Task prompt |
Arrange the data from its first line through the line containing "154), (357, 161)]" as a numbered list, leaving out any blank lines.

[START OF Recorded data]

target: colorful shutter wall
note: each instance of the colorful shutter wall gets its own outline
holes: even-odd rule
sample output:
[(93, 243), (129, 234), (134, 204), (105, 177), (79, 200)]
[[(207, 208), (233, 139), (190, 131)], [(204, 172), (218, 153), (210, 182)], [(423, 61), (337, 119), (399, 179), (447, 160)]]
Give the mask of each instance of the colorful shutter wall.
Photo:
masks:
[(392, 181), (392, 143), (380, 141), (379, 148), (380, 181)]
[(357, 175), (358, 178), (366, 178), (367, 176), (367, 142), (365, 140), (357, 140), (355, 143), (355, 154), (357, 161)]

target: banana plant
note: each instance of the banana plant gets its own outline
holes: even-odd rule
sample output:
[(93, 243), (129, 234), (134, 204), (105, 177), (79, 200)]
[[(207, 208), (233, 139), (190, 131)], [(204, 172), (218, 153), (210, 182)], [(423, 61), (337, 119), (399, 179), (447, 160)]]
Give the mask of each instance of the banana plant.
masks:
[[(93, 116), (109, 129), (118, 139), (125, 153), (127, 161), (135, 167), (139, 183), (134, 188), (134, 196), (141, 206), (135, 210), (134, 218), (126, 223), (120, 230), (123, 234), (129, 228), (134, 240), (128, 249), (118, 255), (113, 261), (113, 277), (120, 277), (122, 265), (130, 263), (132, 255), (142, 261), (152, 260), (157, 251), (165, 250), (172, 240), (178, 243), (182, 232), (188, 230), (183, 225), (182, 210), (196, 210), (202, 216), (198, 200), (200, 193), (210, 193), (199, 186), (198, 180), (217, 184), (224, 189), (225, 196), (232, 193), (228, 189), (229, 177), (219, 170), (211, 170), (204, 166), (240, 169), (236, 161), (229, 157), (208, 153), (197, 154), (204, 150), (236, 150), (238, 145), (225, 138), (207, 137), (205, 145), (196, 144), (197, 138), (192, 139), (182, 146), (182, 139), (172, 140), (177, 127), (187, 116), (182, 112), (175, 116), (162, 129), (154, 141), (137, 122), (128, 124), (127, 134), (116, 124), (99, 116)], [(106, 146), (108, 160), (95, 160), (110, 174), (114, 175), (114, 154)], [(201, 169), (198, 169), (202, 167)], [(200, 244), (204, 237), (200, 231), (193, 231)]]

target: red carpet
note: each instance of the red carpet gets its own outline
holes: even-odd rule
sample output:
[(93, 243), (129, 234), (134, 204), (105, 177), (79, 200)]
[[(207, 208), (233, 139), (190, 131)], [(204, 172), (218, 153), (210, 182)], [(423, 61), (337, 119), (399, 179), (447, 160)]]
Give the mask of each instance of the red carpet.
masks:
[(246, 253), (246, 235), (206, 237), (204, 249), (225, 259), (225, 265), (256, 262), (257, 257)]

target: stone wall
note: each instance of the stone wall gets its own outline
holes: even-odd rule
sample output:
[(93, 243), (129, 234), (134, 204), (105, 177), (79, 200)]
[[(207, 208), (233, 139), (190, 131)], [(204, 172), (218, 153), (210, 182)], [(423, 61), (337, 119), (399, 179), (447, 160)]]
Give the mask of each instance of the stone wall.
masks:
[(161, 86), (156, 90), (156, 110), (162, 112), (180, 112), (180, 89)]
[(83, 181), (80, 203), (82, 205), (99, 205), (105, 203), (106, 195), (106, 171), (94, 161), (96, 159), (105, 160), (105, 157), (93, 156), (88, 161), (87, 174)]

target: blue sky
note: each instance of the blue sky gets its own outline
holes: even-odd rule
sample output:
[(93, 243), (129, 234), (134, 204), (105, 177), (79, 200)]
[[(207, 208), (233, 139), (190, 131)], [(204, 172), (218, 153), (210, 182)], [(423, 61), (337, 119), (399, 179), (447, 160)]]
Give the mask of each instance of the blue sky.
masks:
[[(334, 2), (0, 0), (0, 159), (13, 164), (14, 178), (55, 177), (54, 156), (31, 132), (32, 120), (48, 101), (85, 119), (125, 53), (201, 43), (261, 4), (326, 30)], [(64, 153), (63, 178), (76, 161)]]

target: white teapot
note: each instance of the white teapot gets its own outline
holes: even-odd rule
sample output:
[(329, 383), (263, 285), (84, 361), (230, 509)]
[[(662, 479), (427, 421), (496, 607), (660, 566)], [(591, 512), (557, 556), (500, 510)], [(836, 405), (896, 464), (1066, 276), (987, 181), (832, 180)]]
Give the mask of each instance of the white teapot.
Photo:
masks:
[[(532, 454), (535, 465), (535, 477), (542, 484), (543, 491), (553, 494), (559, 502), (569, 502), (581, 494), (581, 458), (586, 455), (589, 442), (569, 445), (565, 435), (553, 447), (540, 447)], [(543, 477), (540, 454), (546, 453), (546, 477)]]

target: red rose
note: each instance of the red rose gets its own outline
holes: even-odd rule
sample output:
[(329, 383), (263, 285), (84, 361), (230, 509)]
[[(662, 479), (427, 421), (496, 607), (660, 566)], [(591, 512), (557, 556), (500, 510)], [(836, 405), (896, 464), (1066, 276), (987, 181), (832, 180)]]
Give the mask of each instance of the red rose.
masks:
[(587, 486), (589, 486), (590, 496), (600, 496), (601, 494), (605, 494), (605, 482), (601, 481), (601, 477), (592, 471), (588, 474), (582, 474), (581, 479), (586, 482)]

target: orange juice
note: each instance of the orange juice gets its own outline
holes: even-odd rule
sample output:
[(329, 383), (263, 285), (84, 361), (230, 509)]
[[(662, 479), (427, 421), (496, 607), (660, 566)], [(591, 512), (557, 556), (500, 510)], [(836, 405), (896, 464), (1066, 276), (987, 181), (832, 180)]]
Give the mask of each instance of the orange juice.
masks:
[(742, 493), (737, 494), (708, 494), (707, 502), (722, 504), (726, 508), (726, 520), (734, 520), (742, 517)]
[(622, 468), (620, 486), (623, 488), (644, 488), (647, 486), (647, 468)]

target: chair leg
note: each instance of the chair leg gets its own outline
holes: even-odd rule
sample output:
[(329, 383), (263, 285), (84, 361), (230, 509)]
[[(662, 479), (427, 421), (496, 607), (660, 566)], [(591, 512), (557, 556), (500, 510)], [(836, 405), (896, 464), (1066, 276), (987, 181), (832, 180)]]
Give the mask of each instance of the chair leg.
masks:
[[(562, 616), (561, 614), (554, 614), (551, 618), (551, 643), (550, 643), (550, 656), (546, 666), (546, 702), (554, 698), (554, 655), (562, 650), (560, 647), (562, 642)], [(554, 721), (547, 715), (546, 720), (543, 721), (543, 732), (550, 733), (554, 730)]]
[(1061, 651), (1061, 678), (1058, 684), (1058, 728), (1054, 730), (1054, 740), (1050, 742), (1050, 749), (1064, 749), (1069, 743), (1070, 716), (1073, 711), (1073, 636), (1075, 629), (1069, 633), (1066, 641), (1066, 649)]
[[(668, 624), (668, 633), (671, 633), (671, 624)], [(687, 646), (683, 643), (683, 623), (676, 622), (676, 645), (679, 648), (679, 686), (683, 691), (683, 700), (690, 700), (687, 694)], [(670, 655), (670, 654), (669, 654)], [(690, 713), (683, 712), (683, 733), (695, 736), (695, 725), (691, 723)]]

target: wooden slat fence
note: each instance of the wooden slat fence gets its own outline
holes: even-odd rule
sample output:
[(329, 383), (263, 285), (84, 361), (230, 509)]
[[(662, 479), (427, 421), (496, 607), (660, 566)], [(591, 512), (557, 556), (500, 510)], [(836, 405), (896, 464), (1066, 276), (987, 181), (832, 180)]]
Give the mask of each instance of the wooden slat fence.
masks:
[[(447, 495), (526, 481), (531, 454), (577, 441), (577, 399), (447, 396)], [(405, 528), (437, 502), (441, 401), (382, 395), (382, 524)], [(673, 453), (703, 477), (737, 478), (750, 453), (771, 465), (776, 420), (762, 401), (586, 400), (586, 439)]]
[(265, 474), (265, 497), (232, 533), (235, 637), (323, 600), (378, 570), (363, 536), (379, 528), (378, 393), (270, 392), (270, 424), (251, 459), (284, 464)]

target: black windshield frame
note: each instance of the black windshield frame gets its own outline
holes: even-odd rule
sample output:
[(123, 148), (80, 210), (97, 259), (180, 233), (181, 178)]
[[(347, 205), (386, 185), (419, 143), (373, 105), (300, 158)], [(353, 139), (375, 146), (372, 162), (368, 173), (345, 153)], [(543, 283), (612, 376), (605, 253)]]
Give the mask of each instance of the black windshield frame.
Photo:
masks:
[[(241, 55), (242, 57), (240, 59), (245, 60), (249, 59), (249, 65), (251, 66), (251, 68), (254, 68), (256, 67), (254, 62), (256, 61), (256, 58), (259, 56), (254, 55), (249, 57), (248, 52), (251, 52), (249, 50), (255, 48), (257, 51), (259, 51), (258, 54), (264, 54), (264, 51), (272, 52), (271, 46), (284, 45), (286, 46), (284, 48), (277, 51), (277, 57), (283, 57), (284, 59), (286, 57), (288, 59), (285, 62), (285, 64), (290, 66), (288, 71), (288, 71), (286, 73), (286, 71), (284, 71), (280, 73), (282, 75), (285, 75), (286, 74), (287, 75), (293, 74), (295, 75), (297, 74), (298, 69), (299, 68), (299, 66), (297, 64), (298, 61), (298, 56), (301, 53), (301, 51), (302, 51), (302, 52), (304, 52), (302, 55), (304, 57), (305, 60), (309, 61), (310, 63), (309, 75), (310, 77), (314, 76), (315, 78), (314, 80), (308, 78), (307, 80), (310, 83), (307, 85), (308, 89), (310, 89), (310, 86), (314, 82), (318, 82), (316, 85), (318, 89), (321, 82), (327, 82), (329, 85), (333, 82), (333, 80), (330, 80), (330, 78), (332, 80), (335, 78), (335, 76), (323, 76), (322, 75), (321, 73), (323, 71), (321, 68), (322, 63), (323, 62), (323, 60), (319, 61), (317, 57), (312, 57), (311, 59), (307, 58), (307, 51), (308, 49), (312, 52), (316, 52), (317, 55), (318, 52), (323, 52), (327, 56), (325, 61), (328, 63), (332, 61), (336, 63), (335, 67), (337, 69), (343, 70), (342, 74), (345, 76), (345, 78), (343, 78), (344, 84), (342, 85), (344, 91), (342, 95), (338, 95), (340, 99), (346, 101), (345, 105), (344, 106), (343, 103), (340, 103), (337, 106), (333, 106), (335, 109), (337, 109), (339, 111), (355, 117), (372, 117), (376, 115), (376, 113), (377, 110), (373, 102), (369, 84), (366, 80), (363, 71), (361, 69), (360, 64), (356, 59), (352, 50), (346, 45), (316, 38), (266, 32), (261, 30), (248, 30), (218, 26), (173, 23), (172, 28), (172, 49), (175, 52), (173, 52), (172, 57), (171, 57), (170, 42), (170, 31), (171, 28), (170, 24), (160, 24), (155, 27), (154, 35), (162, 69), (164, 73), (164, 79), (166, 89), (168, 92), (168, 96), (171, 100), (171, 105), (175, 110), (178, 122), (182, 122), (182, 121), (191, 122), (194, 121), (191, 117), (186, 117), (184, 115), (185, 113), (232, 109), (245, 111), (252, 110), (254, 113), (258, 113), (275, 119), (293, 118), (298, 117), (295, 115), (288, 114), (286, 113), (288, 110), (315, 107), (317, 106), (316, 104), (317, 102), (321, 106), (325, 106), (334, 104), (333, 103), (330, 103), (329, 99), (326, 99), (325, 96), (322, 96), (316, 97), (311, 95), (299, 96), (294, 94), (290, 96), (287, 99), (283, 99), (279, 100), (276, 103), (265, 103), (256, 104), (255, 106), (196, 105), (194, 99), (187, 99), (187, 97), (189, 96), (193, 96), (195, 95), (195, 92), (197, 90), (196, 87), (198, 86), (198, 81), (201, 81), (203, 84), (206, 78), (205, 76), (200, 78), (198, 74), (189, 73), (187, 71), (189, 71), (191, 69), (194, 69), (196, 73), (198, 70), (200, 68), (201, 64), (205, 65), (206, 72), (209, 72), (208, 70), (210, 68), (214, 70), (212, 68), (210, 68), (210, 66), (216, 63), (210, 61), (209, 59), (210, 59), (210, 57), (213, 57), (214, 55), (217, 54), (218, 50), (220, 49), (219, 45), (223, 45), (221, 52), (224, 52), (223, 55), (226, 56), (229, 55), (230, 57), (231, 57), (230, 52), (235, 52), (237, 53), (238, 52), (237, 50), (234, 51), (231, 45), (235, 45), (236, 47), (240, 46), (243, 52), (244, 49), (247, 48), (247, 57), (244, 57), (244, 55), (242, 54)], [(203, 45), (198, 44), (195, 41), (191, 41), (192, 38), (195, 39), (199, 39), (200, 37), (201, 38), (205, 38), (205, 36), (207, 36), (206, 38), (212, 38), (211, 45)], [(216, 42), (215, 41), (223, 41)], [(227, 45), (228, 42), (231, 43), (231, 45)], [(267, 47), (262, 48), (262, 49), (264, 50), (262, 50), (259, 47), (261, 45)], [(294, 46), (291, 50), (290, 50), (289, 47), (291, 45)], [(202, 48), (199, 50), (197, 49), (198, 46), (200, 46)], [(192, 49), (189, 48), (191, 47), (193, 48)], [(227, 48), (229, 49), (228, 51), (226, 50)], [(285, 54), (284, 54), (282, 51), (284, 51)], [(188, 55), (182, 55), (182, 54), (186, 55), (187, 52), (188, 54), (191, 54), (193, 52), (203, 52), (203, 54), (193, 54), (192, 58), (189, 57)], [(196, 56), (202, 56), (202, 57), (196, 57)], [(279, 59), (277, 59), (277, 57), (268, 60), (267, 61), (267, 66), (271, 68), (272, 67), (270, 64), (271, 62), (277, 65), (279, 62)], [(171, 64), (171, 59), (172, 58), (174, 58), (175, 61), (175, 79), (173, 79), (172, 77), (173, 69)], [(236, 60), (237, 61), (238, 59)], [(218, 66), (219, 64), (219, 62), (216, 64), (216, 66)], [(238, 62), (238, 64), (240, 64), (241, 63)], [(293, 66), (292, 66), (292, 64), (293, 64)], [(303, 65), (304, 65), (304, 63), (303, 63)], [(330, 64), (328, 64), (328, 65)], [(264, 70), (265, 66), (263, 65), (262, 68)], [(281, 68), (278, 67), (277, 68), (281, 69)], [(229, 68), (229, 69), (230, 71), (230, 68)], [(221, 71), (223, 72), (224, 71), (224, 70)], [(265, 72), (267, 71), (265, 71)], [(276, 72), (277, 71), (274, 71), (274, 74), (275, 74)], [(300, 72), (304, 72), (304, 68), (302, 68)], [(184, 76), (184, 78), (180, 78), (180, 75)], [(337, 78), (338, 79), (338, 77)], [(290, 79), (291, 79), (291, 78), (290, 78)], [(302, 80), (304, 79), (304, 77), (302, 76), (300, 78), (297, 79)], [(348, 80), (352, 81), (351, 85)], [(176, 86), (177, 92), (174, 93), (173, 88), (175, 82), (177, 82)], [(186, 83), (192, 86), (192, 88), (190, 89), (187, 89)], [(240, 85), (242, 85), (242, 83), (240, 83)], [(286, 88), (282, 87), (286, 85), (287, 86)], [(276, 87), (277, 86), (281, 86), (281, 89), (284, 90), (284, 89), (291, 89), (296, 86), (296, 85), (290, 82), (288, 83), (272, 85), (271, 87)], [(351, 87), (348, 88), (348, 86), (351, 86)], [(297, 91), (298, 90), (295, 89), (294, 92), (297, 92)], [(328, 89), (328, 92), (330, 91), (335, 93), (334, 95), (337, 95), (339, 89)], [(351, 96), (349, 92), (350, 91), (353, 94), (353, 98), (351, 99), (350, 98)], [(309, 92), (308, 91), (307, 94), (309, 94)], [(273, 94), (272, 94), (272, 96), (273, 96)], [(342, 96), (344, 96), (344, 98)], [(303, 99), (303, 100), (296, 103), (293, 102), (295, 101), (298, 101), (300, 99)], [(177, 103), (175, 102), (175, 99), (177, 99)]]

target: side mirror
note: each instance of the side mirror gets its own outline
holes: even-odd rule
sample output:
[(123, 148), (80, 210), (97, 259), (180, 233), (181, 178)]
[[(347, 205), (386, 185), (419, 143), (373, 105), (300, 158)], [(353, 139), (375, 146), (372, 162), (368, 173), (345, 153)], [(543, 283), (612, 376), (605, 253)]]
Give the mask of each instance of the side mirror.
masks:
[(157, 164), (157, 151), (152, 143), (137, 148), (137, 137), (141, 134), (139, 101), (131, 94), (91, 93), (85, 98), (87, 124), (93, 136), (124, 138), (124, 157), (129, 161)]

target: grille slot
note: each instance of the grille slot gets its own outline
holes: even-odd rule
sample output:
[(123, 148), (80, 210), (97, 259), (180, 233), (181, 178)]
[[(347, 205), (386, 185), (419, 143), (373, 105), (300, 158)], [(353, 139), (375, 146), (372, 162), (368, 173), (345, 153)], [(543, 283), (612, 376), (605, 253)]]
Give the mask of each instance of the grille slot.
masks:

[END OF Recorded data]

Task answer |
1. target: colorful shutter wall
2. note: each instance of the colorful shutter wall gets its own outline
3. holes: even-odd rule
4. sample output:
5. [(93, 243), (129, 234), (134, 204), (105, 177), (79, 200)]
6. [[(207, 208), (233, 139), (190, 131)], [(204, 172), (218, 153), (210, 182)], [(423, 61), (337, 119), (399, 179), (447, 160)]]
7. Give the mask of each instance of the colorful shutter wall.
8. Photo:
9. masks:
10. [(392, 181), (392, 143), (380, 141), (379, 148), (380, 181)]
11. [(357, 175), (358, 178), (366, 178), (367, 176), (367, 142), (365, 140), (357, 140), (355, 143), (355, 154), (357, 161)]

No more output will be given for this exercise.